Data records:
■ ■ ■ ■ ■
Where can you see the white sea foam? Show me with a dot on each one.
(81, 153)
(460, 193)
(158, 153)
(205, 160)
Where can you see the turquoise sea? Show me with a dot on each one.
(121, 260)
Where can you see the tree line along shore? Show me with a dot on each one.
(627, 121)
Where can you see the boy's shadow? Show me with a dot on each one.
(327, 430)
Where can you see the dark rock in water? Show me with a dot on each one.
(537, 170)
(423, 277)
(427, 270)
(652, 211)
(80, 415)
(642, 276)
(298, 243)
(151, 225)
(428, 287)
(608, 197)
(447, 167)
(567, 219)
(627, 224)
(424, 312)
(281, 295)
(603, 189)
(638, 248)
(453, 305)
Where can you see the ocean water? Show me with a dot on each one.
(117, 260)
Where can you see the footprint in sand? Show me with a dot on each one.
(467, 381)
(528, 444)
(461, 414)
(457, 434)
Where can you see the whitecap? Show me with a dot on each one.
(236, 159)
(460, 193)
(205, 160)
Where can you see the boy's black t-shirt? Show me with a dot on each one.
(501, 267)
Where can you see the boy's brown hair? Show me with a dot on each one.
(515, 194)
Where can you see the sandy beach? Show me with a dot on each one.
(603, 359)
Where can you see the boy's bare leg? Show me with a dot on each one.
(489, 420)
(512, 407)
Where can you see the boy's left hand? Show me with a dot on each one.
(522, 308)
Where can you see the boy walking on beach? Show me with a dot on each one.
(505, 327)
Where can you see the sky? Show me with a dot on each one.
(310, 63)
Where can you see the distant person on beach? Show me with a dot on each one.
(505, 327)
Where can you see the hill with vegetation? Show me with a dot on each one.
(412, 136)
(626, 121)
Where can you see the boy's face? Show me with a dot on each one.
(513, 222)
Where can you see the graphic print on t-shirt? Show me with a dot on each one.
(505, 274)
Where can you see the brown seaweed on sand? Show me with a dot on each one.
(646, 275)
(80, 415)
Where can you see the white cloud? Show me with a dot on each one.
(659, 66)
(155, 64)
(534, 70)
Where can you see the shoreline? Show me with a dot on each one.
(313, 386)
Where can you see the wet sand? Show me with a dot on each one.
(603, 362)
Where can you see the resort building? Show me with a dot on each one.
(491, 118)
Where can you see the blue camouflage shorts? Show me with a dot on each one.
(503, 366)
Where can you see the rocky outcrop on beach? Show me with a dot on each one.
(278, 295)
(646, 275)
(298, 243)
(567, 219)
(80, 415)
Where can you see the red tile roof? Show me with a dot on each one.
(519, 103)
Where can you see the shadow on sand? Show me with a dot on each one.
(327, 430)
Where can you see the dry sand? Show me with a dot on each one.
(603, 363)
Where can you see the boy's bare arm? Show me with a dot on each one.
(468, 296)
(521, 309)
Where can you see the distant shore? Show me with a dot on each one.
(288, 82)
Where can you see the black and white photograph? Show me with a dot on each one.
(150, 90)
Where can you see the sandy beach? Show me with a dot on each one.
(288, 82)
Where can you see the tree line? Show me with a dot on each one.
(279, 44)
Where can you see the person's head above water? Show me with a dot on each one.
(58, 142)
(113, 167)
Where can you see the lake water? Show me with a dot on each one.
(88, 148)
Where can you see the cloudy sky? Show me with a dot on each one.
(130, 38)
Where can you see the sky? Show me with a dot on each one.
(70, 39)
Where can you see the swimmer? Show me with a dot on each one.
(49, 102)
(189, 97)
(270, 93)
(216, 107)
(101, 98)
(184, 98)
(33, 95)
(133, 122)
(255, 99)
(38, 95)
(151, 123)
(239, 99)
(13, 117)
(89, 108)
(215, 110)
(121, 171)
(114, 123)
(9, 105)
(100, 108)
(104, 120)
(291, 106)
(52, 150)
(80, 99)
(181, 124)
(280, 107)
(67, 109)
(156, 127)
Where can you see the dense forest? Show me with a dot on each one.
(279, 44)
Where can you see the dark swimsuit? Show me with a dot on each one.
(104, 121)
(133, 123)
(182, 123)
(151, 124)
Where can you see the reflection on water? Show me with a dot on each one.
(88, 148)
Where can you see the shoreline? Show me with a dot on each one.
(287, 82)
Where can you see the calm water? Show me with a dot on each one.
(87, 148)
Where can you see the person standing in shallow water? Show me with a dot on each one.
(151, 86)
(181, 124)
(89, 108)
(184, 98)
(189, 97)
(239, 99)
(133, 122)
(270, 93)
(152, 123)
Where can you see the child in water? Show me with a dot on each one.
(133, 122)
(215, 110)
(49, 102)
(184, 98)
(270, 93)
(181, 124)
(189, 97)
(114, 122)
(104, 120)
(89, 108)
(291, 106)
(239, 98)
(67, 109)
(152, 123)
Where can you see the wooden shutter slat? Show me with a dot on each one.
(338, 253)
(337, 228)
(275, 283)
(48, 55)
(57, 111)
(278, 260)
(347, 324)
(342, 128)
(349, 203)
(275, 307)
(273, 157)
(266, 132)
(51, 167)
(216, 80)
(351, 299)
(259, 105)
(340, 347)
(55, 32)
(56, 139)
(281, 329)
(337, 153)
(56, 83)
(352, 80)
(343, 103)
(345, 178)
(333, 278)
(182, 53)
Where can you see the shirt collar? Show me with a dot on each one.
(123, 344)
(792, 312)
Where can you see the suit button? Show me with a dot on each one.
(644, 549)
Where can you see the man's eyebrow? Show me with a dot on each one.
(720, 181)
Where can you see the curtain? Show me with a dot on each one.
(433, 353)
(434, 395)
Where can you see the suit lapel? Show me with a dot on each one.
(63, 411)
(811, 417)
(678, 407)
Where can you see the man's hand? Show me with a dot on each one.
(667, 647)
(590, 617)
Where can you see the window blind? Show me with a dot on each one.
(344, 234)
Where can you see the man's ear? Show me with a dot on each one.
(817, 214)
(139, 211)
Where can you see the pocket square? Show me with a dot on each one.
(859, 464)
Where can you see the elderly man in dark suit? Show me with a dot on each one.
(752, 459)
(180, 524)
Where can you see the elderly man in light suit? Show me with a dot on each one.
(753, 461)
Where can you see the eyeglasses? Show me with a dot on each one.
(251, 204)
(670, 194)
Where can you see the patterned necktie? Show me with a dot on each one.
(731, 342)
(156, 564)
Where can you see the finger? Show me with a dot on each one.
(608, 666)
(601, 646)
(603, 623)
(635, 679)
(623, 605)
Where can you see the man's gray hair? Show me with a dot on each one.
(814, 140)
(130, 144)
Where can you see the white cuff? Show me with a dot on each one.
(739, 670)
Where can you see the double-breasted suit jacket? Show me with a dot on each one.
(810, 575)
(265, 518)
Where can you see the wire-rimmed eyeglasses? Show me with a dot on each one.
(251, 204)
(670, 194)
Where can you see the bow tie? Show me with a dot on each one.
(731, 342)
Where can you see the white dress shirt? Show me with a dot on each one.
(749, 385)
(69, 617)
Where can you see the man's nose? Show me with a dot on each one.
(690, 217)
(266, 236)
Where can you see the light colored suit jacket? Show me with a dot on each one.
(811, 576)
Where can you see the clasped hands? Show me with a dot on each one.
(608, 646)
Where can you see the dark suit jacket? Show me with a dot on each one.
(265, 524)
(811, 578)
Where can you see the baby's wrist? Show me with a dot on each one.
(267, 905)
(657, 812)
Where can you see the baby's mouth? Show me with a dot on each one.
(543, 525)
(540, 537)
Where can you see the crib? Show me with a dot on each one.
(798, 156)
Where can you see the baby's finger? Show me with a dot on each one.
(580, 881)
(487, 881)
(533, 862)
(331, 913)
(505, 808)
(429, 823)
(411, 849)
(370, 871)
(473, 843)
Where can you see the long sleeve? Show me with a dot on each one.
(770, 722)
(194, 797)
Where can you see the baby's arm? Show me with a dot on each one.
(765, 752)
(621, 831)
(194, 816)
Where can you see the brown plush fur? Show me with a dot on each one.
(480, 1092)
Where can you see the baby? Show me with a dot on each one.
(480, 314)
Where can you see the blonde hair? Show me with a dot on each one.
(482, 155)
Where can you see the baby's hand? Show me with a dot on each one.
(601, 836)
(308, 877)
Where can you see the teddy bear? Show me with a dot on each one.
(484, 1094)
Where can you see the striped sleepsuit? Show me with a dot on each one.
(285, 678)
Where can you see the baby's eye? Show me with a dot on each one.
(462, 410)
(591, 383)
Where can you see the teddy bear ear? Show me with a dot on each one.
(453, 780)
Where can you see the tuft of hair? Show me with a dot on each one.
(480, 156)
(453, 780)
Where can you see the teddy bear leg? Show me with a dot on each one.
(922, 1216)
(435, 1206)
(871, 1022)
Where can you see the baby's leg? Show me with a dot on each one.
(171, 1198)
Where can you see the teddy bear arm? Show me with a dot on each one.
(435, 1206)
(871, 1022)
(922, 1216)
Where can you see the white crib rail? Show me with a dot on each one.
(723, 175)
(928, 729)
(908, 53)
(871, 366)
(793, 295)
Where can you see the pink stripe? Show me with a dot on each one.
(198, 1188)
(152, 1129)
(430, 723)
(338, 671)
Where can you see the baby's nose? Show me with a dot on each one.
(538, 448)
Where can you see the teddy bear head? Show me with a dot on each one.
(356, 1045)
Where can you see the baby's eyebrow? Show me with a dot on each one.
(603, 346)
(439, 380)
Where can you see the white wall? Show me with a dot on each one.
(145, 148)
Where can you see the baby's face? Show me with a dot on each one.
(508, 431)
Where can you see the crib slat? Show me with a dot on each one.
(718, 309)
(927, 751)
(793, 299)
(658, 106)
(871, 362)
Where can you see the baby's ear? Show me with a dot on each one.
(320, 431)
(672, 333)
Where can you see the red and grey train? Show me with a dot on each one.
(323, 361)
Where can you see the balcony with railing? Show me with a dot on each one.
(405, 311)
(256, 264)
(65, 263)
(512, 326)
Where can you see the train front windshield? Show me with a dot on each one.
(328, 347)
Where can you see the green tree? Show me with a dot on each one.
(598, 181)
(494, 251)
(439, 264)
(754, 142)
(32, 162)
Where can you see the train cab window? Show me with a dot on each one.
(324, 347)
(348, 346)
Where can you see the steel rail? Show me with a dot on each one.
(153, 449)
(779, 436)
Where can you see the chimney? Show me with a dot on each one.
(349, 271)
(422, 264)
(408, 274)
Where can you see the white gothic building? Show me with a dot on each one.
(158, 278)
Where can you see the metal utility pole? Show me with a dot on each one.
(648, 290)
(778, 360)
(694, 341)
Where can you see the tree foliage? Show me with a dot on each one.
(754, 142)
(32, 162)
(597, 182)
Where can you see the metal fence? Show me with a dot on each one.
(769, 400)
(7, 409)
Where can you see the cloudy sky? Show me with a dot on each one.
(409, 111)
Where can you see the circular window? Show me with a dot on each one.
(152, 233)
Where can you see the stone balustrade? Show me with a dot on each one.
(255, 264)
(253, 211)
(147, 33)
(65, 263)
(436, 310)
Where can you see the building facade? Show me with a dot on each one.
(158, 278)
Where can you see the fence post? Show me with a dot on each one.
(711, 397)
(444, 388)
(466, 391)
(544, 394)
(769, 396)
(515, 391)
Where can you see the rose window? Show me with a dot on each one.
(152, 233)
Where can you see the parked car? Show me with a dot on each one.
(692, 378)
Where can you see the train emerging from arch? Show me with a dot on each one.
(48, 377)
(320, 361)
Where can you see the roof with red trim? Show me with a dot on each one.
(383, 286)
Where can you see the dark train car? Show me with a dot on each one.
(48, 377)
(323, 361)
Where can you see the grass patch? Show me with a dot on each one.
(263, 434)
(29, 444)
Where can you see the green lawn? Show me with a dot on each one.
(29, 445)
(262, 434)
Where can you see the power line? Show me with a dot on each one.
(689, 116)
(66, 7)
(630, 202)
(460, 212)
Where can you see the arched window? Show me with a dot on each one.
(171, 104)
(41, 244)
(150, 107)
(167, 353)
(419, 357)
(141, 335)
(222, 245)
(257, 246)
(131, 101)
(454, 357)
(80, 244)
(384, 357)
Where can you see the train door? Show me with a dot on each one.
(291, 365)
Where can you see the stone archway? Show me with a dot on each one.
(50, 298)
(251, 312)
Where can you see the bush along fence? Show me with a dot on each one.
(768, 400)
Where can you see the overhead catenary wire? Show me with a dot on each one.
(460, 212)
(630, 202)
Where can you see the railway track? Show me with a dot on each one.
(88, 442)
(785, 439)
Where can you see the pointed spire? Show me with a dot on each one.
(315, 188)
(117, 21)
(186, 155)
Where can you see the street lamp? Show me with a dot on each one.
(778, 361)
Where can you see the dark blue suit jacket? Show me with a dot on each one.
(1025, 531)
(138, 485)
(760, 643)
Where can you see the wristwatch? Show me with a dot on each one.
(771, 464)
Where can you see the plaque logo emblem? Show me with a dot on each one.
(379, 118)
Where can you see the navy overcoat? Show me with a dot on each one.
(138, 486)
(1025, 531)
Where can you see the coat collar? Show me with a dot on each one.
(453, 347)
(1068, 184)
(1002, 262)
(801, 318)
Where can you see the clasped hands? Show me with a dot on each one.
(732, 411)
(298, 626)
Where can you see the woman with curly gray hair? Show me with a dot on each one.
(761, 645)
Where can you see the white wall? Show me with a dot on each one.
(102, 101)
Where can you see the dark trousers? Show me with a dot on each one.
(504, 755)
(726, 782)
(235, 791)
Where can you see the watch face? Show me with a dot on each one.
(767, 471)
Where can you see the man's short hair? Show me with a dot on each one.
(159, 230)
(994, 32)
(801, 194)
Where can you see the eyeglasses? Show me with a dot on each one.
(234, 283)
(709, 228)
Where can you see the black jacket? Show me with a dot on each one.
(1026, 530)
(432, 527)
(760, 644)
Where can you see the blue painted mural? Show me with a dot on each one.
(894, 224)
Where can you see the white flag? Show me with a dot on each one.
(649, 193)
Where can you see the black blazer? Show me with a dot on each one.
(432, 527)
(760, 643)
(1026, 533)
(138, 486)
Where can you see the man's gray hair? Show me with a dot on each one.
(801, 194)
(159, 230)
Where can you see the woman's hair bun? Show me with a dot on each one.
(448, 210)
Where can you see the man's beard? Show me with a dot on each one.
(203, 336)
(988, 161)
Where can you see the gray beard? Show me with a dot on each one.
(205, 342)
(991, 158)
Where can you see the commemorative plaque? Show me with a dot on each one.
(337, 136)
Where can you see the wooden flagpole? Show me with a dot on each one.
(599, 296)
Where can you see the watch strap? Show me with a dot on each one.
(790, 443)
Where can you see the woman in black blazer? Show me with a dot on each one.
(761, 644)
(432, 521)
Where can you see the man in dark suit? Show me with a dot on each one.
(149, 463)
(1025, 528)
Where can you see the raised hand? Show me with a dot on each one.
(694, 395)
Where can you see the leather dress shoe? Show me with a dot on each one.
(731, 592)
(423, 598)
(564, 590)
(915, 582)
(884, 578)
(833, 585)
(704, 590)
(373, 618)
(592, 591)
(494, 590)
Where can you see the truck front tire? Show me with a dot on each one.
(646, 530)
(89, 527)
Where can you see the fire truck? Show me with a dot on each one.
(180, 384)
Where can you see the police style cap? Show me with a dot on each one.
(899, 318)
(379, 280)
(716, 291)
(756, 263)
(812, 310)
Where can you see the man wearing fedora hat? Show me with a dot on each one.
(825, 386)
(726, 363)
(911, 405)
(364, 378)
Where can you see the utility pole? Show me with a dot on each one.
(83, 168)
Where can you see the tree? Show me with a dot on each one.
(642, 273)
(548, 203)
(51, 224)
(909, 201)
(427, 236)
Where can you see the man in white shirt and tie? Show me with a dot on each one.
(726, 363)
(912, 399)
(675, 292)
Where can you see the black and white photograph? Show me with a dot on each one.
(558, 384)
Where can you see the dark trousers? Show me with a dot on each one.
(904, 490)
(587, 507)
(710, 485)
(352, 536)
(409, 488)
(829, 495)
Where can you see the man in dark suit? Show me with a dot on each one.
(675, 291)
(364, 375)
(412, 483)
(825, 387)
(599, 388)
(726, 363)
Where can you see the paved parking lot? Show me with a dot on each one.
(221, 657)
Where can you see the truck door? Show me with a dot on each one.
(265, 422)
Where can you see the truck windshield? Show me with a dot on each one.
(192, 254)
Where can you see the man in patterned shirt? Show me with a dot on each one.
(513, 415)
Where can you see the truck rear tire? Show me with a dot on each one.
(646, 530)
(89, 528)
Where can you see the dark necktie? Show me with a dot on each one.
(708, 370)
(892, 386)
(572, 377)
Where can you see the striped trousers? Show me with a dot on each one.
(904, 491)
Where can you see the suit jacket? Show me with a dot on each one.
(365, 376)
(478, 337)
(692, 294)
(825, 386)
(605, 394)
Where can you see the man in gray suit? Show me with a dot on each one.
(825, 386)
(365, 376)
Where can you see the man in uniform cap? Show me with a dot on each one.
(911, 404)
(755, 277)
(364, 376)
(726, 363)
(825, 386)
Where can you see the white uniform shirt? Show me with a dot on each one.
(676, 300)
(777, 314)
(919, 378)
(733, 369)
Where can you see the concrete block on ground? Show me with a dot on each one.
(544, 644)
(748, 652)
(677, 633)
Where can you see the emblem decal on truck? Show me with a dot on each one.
■ ■ ■ ■ ■
▸ YOUR TASK
Please turn the data into a Markdown table with the columns "Row" and "Line," beginning at the line that contains "Where can you see the white uniform" and running through the last line of the data. Skip blank lines.

▸ PROBLEM SOLUTION
| Row | Line |
|---|---|
| 1 | Where can you see the white uniform shirt? Show me with a dot on each one. |
| 2 | (676, 300) |
| 3 | (777, 314) |
| 4 | (919, 378) |
| 5 | (733, 369) |
| 6 | Where can you see the concrete block on ground? Show me with a dot on each one. |
| 7 | (544, 644) |
| 8 | (748, 652) |
| 9 | (677, 633) |
| 10 | Where can you see the emblem decal on truck? Show me with a dot on each one. |